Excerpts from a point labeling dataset
%%

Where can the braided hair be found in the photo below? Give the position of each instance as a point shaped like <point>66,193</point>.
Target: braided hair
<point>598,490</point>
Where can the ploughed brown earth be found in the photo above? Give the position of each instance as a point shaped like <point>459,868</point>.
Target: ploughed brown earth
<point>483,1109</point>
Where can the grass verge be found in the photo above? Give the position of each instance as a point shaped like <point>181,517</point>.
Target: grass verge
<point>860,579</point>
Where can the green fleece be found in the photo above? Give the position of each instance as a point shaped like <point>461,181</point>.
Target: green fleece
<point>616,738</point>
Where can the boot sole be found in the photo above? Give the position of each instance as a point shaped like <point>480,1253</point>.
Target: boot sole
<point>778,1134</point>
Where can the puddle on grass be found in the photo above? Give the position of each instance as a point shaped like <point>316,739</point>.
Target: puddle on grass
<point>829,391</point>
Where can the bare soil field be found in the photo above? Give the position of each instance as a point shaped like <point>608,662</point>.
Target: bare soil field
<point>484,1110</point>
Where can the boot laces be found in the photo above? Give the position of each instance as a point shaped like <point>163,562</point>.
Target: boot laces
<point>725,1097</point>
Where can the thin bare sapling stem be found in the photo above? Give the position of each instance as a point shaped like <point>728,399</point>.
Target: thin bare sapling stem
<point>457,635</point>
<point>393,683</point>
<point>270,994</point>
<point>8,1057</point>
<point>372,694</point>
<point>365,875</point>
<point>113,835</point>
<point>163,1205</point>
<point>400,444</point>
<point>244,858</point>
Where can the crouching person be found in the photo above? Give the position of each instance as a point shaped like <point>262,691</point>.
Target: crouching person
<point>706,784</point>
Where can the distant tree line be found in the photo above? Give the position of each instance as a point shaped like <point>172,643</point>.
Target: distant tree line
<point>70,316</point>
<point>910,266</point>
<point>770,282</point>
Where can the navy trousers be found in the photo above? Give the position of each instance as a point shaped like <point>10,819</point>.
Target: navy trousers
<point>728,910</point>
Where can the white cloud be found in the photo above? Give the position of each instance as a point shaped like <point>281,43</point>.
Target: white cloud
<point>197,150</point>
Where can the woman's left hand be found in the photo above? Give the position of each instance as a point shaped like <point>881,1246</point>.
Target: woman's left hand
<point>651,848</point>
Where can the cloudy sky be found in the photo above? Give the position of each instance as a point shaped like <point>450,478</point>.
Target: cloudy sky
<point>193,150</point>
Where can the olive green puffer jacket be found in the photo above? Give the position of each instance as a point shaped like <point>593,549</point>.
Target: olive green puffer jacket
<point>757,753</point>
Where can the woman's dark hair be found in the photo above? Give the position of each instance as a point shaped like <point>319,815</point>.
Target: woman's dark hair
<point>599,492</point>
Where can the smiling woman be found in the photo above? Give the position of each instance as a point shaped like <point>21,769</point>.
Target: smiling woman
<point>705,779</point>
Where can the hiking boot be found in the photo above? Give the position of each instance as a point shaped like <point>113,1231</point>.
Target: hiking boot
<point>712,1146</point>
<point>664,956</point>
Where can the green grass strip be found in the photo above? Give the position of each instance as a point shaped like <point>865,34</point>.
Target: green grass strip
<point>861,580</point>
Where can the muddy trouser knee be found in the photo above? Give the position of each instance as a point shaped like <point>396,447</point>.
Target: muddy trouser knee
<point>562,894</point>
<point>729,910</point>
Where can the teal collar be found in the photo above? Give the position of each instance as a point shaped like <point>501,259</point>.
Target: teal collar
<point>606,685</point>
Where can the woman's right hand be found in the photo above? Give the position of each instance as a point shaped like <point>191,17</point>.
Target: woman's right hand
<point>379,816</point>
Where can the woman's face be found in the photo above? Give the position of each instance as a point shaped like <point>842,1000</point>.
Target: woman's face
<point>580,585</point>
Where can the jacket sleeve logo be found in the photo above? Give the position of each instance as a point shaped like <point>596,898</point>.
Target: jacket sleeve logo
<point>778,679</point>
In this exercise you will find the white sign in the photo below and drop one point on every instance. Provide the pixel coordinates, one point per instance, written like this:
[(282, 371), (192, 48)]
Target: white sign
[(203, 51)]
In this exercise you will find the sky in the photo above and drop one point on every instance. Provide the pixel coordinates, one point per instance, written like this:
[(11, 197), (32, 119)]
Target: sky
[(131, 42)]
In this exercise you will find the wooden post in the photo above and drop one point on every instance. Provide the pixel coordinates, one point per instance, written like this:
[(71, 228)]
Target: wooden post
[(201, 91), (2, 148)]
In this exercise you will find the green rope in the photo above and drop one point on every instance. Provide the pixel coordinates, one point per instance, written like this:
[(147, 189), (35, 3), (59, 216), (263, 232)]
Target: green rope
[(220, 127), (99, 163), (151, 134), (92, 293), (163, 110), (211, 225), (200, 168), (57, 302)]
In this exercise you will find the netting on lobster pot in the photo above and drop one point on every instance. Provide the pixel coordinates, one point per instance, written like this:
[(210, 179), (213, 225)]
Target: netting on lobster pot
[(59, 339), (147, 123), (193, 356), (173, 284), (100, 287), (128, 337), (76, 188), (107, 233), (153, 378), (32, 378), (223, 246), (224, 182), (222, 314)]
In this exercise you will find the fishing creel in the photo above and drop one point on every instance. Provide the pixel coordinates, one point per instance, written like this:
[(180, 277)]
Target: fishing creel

%%
%%

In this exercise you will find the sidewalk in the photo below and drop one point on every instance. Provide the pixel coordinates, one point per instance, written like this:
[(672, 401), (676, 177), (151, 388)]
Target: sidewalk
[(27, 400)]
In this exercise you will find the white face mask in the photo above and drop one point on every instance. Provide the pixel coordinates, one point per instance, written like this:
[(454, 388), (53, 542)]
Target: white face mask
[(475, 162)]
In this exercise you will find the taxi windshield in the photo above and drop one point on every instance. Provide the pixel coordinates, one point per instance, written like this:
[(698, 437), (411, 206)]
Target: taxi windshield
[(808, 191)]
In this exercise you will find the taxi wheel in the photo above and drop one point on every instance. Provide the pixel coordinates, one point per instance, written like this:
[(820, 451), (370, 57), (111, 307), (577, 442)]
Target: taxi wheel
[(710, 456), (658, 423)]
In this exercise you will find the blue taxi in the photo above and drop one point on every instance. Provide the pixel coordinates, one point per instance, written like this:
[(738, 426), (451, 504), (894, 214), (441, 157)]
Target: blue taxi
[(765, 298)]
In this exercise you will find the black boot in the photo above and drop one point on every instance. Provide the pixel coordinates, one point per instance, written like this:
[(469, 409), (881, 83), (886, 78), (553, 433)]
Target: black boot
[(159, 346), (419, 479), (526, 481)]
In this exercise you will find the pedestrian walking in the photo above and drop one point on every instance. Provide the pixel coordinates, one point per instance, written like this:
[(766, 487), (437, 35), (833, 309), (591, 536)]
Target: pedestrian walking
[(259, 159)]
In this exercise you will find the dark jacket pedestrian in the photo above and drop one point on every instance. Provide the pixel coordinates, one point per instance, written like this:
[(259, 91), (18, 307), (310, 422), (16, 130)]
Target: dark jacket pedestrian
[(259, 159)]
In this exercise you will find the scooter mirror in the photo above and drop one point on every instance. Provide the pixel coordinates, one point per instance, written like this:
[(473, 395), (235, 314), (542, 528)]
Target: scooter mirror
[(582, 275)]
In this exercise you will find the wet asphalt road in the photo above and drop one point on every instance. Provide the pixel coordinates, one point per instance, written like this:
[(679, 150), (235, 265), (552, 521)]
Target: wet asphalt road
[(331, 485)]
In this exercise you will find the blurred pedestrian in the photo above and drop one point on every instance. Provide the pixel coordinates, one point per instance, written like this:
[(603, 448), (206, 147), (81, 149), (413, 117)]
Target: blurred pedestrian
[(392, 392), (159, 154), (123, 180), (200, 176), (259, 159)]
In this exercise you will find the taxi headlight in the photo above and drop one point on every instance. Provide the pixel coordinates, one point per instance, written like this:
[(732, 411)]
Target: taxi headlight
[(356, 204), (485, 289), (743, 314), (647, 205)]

%%

* Task: Rewrite the data from the line with "Where can the woman's dark" up to and including the line with "<point>606,685</point>", swapping every "Target" for "Label" and leaving everything else unchanged.

* Task output:
Where can the woman's dark hair be found in the photo above? Give the position of each instance as a point shaped like <point>319,815</point>.
Label: woman's dark hair
<point>599,492</point>
Where can the smiling woman be found in the photo above? Give the position of each instance as a point shaped like <point>21,769</point>.
Label: smiling woman
<point>705,779</point>
Where can the hiking boot be found in the photo above? Give the position of each instance as a point shaped like <point>113,1231</point>.
Label: hiking boot
<point>712,1146</point>
<point>664,956</point>
Where can the green grass strip be found in the photo above? Give the position of each instance as a point shaped like <point>865,34</point>.
Label: green grass strip
<point>861,580</point>
Where can the muddy trouser knee be found in the photo above? Give the position of each instance as a point shaped like <point>396,447</point>.
Label: muddy trouser knee
<point>562,894</point>
<point>729,910</point>
Where can the teal collar be found in the photo above? Give the position of each instance as a point shaped like <point>501,259</point>.
Label: teal collar
<point>606,685</point>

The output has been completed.